----- Raw data

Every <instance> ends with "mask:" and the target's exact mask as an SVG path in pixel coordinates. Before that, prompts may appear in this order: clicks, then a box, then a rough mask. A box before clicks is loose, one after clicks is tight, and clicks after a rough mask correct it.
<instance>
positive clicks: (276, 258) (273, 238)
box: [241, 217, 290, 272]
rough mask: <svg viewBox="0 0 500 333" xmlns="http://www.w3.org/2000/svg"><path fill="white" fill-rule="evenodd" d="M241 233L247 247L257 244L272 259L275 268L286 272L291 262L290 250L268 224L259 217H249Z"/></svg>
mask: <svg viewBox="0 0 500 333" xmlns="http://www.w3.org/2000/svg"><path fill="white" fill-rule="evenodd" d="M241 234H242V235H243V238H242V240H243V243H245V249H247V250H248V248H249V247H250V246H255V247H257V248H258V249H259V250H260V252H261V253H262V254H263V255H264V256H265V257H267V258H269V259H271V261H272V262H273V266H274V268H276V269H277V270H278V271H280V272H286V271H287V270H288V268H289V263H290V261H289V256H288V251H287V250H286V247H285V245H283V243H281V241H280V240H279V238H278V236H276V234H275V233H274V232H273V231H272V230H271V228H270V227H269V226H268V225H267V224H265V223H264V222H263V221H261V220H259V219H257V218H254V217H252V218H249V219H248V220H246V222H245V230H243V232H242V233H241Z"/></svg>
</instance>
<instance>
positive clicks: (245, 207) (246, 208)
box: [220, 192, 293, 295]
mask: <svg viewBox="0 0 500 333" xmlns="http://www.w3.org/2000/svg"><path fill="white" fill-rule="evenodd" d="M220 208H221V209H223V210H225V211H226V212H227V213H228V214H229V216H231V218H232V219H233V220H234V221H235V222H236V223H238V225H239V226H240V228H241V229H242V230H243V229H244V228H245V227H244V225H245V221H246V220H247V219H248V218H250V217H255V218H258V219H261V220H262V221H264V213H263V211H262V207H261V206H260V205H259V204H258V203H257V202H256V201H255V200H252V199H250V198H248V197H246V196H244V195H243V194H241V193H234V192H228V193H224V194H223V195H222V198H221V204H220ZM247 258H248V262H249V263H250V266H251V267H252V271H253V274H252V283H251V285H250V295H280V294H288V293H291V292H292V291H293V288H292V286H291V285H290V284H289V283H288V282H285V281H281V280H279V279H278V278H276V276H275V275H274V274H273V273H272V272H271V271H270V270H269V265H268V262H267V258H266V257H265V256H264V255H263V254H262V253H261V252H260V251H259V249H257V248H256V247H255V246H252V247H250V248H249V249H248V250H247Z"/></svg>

----------

(Exercise aim)
If a line comes after the one that contains "box: [241, 217, 290, 272]", leave it out; return every line of the entries up to that point exactly, starting with the first, with that line included.

(Response area)
Every <instance> ends with "mask:" and the target's exact mask as an SVG path in pixel coordinates. Before that, prompts may appear in this order: clicks, then a box, then a rough mask. A box before clicks is loose, one after clicks is tight, and clicks after a rough mask correct it.
<instance>
positive clicks: (276, 258) (273, 238)
box: [241, 217, 290, 272]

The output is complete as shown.